Yield Tracker

YIELDS on government securities (GS) fell across the board last week, with players taking their cue from auction results.

GS yields, which move opposite to prices, declined by 9.41 basis points (bps) on average week on week, based on PHP Bloomberg Valuation Service Reference Rates as of Dec. 17 published on the Philippine Dealing System’s website.

At the secondary market on Friday, yields on all tenors were lower compared with their week-ago levels.

The 91-day Treasury bill (T-bill) went down by 6.42 bps to yield 1.1397%. Likewise, the 182- and 364-day papers declined by 11.81 bps and 2.35 bps to fetch 1.3324% and 1.6539%, respectively.

At the belly, yields on the two-, three-, and four-year bonds went down by 8.51 bps (2.6934%), 8.25 bps (3.2061%), and 8.24 bps (3.6538%), respectively. The rates of the five- and seven-year papers also dropped by 10.54 bps (3.9955%) and 15.94 bps (4.4249%).

At the long end of the yield curve, the yield on the 10-year notes fell by 15.66 bps to 4.8699%. Meanwhile, the rates of the 20- and 25-year bonds decreased by 7.73 bps (4.935%) and 8.11 bps (4.9249%).

“Local bond yields moved lower [last] week following another rejection by the BTr (Bureau of the Treasury) for its reissuance this month,” First Metro Asset Management, Inc. (FAMI) said in a Viber message.

☆ ☆ ☆ ☆ ☆ ☆ ☆

- What you need to do:
(a) List each bond tenor the yield report places at the belly of the curve, along with the yield each one reached.
(b) According to the yield report, by how much did government securities yields decline on average week on week?
(c) Pick up the report on government securities yields after its last sentence and carry it forward.

☆ ☆ ☆ ☆ ☆ ☆ ☆

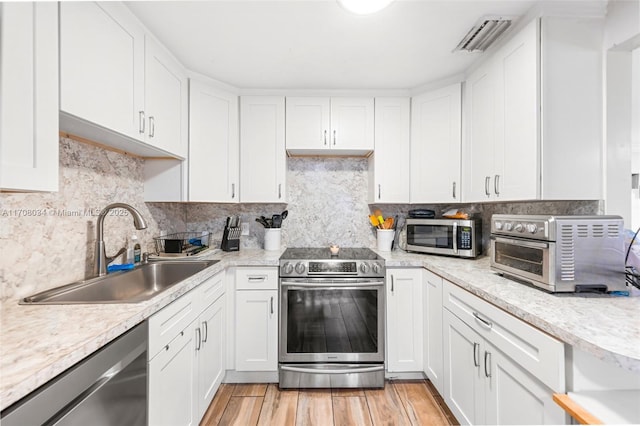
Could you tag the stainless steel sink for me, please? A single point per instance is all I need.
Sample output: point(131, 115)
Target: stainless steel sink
point(137, 285)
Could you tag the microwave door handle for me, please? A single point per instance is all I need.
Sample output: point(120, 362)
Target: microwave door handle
point(455, 237)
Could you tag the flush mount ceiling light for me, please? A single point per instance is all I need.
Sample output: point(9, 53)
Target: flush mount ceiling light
point(487, 30)
point(364, 7)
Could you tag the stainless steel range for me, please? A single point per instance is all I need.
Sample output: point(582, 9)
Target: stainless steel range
point(331, 318)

☆ ☆ ☆ ☆ ☆ ☆ ☆

- Answers to the tasks:
(a)
two-year bond: 2.6934%
three-year bond: 3.2061%
four-year bond: 3.6538%
five-year bond: 3.9955%
seven-year bond: 4.4249%

(b) They declined by 9.41 basis points on average.

(c)
“Amid the absence of supply this month and favorable US Treasuries trading heading into FOMC (Federal Open Market Committee), strong buying interest for bonds was seen [last] week,” FAMI added.

The BTr last week rejected all bids for its offer of reissued seven-year T-bonds even as tenders P52.267 billion, more than twice the P20 billion on the auction block.

Had it fully awarded its offer, the tenor’s average yield would have declined by 7.3 bps to 4.395% from the 4.468% fetched the last time the series was offered.

National Treasurer Rosalia V. de Leon said the government rejected all bids for the reissued bonds as there is room for rates to decline as inflation has eased, with the central bank also saying it would keep borrowing costs steady to support the economy.

The November headline inflation print, despite being a four-month low, was higher than the 4% median estimate in a BusinessWorld poll and the Bangko Sentral ng Pilipinas’ (BSP) 3.3%-4.1% forecast for the month. This was also the fourth straight month inflation exceed the BSP’s 2-4% target for the year.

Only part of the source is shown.